REQUIRED TASK => Arrange every line of the entries below as a Markdown table with the columns Row and Line, numbering each row and skipping blank lines. Leave the pictures out of the table.

(Excerpts of pointing data)
++++++++
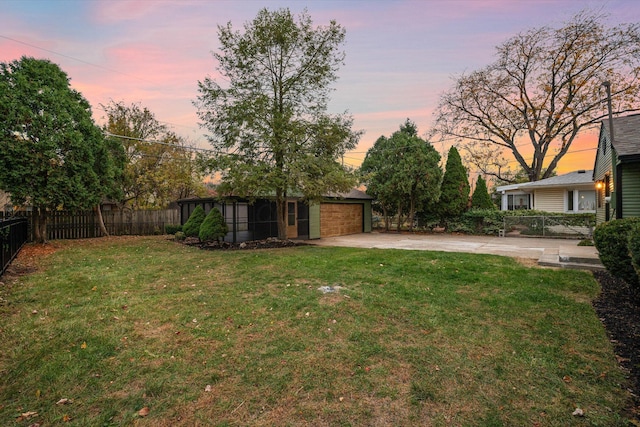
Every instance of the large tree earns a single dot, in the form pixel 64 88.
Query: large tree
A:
pixel 544 88
pixel 267 113
pixel 402 173
pixel 52 155
pixel 159 167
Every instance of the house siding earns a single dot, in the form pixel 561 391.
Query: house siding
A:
pixel 550 200
pixel 314 221
pixel 339 219
pixel 602 168
pixel 631 193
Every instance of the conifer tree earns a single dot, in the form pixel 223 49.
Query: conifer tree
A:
pixel 213 227
pixel 191 228
pixel 481 198
pixel 454 191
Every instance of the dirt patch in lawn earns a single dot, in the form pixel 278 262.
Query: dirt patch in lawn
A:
pixel 618 307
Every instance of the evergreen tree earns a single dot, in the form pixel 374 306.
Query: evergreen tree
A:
pixel 191 228
pixel 454 191
pixel 481 198
pixel 402 173
pixel 213 227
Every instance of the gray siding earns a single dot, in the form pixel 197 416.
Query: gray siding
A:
pixel 631 190
pixel 603 166
pixel 550 200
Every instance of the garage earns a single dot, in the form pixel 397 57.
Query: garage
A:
pixel 339 219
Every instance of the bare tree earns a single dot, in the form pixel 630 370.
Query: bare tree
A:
pixel 543 89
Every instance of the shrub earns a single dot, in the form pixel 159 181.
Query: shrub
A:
pixel 172 228
pixel 612 242
pixel 213 227
pixel 634 248
pixel 191 228
pixel 483 221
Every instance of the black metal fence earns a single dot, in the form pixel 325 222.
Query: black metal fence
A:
pixel 13 234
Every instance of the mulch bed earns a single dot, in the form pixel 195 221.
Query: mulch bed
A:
pixel 269 243
pixel 618 307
++++++++
FULL ANSWER =>
| Row | Line |
|---|---|
| 1 | Every instance of the large tree earns a single dot, in the form pixel 64 88. |
| 2 | Query: large tree |
| 3 | A: |
| 4 | pixel 544 88 |
| 5 | pixel 267 113 |
| 6 | pixel 402 173 |
| 7 | pixel 52 155 |
| 8 | pixel 159 167 |
| 9 | Every instance of the house siding earns a single dot, in the form pixel 561 391. |
| 10 | Query: house siding |
| 11 | A: |
| 12 | pixel 550 200 |
| 13 | pixel 314 221 |
| 14 | pixel 339 219 |
| 15 | pixel 602 168 |
| 16 | pixel 631 193 |
| 17 | Every instance of the conifer tree earns a single dot, in the form pixel 223 49. |
| 18 | Query: conifer tree |
| 19 | A: |
| 20 | pixel 213 227 |
| 21 | pixel 191 228 |
| 22 | pixel 481 198 |
| 23 | pixel 454 191 |
| 24 | Every instance of the dirt patch in lawn earns a single dot, in the form pixel 278 262. |
| 25 | Query: dirt patch in lawn |
| 26 | A: |
| 27 | pixel 618 307 |
| 28 | Every instance of the evergreen tree earns a single dot, in the form pixel 374 306. |
| 29 | Query: evergreen tree |
| 30 | A: |
| 31 | pixel 191 228 |
| 32 | pixel 454 191 |
| 33 | pixel 481 198 |
| 34 | pixel 402 173 |
| 35 | pixel 213 227 |
| 36 | Every instance of the gray siding earns a single dot, in the form pixel 197 416. |
| 37 | Query: gray siding |
| 38 | A: |
| 39 | pixel 631 190 |
| 40 | pixel 603 166 |
| 41 | pixel 550 200 |
| 42 | Every instance of the garage earns a single dot, in the form pixel 397 57. |
| 43 | Query: garage |
| 44 | A: |
| 45 | pixel 339 219 |
| 46 | Every instance of the bare tree earns a single dot, in the form pixel 630 370. |
| 47 | Query: bare tree |
| 48 | A: |
| 49 | pixel 543 89 |
| 50 | Every instance of the shrub earns a single dot, in the form pixel 159 181. |
| 51 | Query: shrub |
| 52 | A: |
| 53 | pixel 172 228 |
| 54 | pixel 612 242 |
| 55 | pixel 213 227 |
| 56 | pixel 634 248 |
| 57 | pixel 191 228 |
| 58 | pixel 483 221 |
| 59 | Every instance of the black metal fence earns a single dot, in the form pixel 325 222. |
| 60 | Query: black metal fence |
| 61 | A: |
| 62 | pixel 13 234 |
| 63 | Every instance of the mulch bed earns a single dot, in the form pixel 195 221. |
| 64 | Query: mulch bed |
| 65 | A: |
| 66 | pixel 269 243 |
| 67 | pixel 618 307 |